◆ **Document passage**
· · · · · · ·
How To Save Money on STEM, Science, and Life with Open Source
Michigan Tech engineering professor Joshua Pearce has an approach that can help people in the real world save money on STEM education, state-of-the-art scientific equipment and many consumer products we all use every day. Pearce is well known in the research community for savings scientists millions of dollars using open source tricks. Now he is explaining his approach and sharing his tricks for the general public in his new book Create, Share, and Save Money Using Open-Source Projectsfrom McGraw Hill. Designed for beginners it is a guide filled with ways to save money by making use of free and open-source technologies on a wide range of products. The book reveals the potential of at-home manufacturing and recycling and even how to score free big-ticket items, including drones, vehicles and electricity. The book lays out the many ways in which you can employ these resources on a small scale to live a more economical and sustainable lifestyle while helping your STEM career.
“With the maturation of digital manufacturing you can fabricate incredibly valuable STEM tools for the cost of the raw material from open source plans.”
· · · · · · ·
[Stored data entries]
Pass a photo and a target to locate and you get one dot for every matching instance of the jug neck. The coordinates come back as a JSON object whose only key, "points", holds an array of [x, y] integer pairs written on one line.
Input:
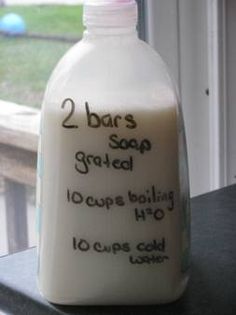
{"points": [[110, 17]]}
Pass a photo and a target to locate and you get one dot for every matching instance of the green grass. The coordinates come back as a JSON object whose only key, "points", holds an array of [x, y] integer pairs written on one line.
{"points": [[26, 64], [54, 20]]}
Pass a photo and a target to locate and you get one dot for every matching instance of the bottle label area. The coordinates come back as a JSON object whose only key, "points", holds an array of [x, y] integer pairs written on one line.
{"points": [[110, 179]]}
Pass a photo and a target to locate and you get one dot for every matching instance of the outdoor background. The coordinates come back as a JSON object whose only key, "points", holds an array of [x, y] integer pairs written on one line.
{"points": [[26, 63]]}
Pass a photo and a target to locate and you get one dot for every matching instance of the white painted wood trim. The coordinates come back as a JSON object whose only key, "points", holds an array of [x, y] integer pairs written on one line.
{"points": [[217, 94]]}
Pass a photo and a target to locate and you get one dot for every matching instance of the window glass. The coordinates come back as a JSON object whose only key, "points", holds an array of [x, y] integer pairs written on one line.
{"points": [[33, 38]]}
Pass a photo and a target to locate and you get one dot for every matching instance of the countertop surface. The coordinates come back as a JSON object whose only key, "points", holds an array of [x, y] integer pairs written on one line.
{"points": [[212, 285]]}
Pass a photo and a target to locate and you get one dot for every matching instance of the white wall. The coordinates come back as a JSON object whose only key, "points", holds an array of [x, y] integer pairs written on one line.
{"points": [[231, 89], [179, 31]]}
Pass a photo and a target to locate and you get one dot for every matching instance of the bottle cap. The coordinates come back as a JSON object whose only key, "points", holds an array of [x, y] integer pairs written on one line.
{"points": [[110, 13]]}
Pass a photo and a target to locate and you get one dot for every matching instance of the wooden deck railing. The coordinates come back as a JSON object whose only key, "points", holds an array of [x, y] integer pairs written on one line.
{"points": [[19, 126]]}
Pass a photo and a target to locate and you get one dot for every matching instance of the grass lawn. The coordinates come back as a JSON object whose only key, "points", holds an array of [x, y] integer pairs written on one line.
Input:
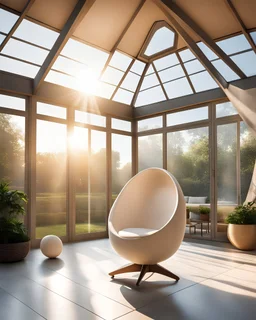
{"points": [[60, 229]]}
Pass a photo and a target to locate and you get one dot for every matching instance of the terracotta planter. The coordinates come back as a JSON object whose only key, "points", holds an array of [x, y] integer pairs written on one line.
{"points": [[13, 252], [242, 236]]}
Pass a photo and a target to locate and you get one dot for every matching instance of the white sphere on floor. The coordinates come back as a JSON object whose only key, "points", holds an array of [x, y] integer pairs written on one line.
{"points": [[51, 246]]}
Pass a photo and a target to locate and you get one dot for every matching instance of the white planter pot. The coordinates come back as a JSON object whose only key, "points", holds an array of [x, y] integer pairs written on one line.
{"points": [[242, 236]]}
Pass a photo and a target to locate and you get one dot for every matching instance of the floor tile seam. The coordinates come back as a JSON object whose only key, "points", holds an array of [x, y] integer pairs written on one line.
{"points": [[125, 314], [64, 297], [182, 289], [84, 286], [10, 294]]}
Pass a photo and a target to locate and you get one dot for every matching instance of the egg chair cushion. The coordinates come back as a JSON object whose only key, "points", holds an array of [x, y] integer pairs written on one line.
{"points": [[134, 233]]}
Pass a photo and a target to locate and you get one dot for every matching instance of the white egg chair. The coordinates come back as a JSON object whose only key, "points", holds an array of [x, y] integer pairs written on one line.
{"points": [[147, 222]]}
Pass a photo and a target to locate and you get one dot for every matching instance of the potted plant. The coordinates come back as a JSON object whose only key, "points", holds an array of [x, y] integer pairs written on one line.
{"points": [[242, 226], [14, 240], [204, 213]]}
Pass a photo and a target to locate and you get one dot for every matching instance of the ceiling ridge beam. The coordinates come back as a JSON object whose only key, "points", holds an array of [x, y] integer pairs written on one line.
{"points": [[205, 38], [17, 23], [112, 51], [241, 24], [81, 9], [196, 50], [136, 93]]}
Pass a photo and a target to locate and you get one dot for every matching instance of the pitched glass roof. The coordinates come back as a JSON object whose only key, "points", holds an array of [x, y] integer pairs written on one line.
{"points": [[82, 67]]}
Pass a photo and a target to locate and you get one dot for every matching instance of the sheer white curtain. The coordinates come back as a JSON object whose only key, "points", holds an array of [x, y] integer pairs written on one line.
{"points": [[245, 103]]}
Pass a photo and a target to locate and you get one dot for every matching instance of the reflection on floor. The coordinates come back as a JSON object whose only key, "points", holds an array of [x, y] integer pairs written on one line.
{"points": [[217, 282]]}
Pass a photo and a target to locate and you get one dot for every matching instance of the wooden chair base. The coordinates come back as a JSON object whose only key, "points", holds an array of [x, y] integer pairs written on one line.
{"points": [[143, 269]]}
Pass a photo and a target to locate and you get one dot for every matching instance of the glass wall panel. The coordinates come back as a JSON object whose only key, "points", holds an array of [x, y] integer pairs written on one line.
{"points": [[150, 151], [226, 172], [187, 116], [81, 173], [51, 153], [90, 118], [121, 162], [98, 203], [247, 158], [12, 150], [121, 125], [150, 123], [188, 161]]}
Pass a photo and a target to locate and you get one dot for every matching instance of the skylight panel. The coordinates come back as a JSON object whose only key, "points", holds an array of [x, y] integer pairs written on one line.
{"points": [[24, 51], [234, 44], [120, 61], [90, 118], [186, 55], [149, 96], [178, 88], [193, 66], [12, 102], [225, 109], [225, 70], [36, 34], [246, 62], [2, 37], [51, 110], [138, 67], [162, 39], [131, 81], [7, 20], [123, 96], [165, 62], [149, 81], [18, 67], [210, 55], [121, 125], [92, 57], [63, 80], [171, 73], [203, 81], [69, 66], [112, 76], [104, 90]]}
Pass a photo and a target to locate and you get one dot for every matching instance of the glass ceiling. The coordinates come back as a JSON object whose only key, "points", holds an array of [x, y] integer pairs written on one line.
{"points": [[82, 67]]}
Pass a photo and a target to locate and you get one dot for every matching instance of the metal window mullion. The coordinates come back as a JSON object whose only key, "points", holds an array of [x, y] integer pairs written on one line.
{"points": [[89, 180], [212, 168], [160, 82], [71, 203], [238, 164], [164, 137]]}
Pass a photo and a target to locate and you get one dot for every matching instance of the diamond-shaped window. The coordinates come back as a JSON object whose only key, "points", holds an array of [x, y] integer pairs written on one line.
{"points": [[161, 38]]}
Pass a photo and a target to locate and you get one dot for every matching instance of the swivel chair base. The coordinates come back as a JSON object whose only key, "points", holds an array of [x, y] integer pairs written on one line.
{"points": [[143, 270]]}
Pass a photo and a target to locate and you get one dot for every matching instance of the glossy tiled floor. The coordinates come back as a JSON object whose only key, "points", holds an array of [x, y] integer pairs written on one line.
{"points": [[217, 282]]}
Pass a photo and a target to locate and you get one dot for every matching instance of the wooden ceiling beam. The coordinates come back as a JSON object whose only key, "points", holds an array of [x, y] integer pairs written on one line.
{"points": [[115, 46], [17, 23], [196, 50], [81, 9], [241, 23], [201, 34]]}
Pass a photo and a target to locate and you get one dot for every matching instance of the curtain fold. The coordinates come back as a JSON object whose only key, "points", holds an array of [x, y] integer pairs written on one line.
{"points": [[245, 103]]}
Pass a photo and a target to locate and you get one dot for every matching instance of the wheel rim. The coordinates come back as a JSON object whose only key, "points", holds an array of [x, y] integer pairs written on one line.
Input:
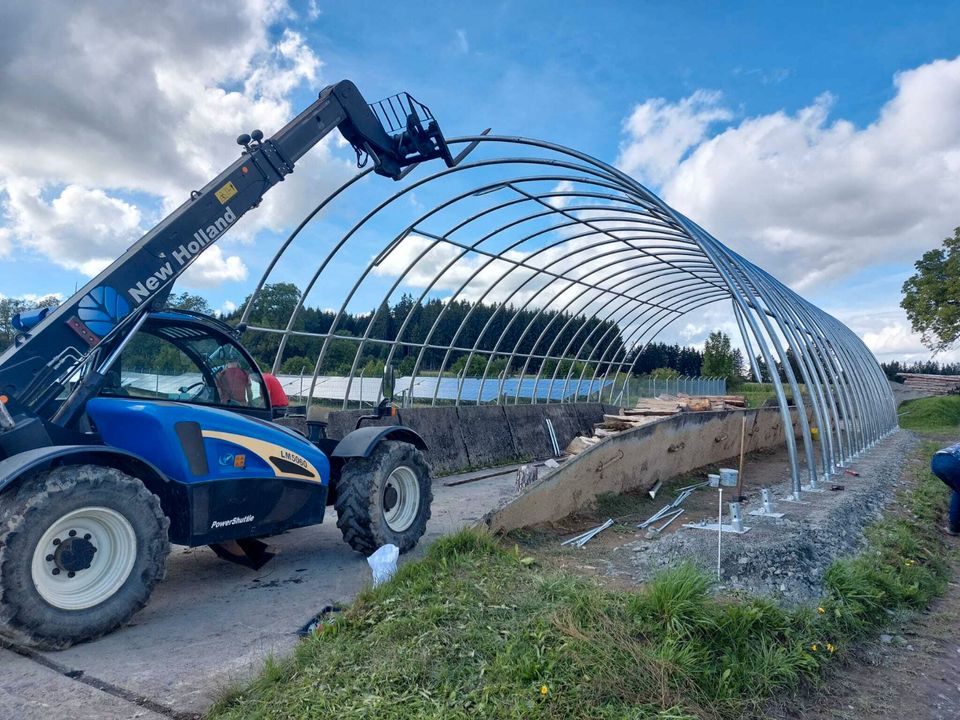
· · · · · · ·
◆ **Exercises**
1: Answer these questions using the passage on open-source savings.
(a) Which publisher is releasing Pearce's new book?
(b) Which three big-ticket items does the book say readers can score for free?
(c) According to the quotation, what is the cost of fabricating STEM tools from open source plans?
2: Resume the passage on open-source savings right after its closing quotation, and write one or two more paragraphs in the same style.
The listing is separate material and is not part of the passage on open-source savings.

◆ **Responses for each task**
1:
(a) McGraw Hill
(b) Drones, vehicles and electricity
(c) The cost of the raw material

2:
Dr. Joshua Pearce
Create, Share, and Save Money Using Open-Source Projects describes how to harness the power of 21st century sharing and digital technologies to create enormous value for your family. Real-world wealth can be had while minimizing dependence on money. Pearce explains, “With the maturation of digital manufacturing you can fabricate incredibly valuable STEM tools for the cost of the raw material from open source plans.” In the book this is done with open source 3-D printers, laser cutters, and CNC mills, which can be purchased or built with only a few hundred dollars. The tools give you access to millions of free designs. “For example, in the not-so-distant past the Mayo family mortgaged their house to buy a microscope, which launched the medical science juggernaut of the Mayo Clinic, which is respected all over the world. You can build a radically superior microscope to what the Mayo brothers had access to called the OpenFlexure Microscope for under $20 if you have access to a $250 3-D printer.”
In addition to free repositories of STEM wonders there are free books, education, movies, how-to’s, GIS, photographs, art, and software that offer everyone with Internet access, historically-unprecedented access to wealth. “We find we can normally produce a custom product for less than the sales tax on a conventional product – all the same function, better custom form, and almost no cost”, concludes Pearce.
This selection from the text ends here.